Save Samia

Save Samia

So he’s dead. The Tanzanian government lied to its citizens for ten days. Many were arrested for “spreading rumors” that Magufuli was sick. Last night, the Vice President who the constitution designates as the next president said Magufuli “had been hospitalized at the Jakaya Kikwete Cardiac Institute since March 6.”

Reports I still believe that he was medivaced first to Nairobi, then to India, are irrelevant, now. What is relevant is that the critical authorities of the government of Tanzania believed they could claim a sick man was well, and all we want to know now is what will happen, next.

Magufuli was one of the world’s top covid deniers, even as many around him including close aids died of the disease. As the BBC summarized:

“When Covid-19 arrived in Tanzania, Mr Magufuli called on people to go to churches and mosques to pray. ‘Coronavirus, which is a devil, cannot survive in the body of Christ… It will burn instantly,’ he said.

> [Work required]
Answer these questions about the Save Samia post:
1. For how many days does it say the Tanzanian government lied to its citizens?
2. At which institute did the Vice President say Magufuli had been hospitalized since March 6?
3. Where did Magufuli call on people to go and pray when Covid-19 arrived in Tanzania?

> [Information shown]
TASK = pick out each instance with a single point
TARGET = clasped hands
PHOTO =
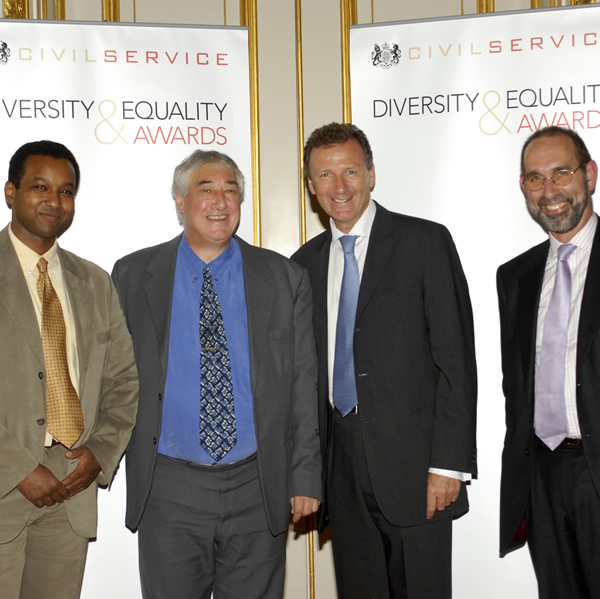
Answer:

> [Written reply]
1. Ten days.
2. The Jakaya Kikwete Cardiac Institute.
3. To churches and mosques.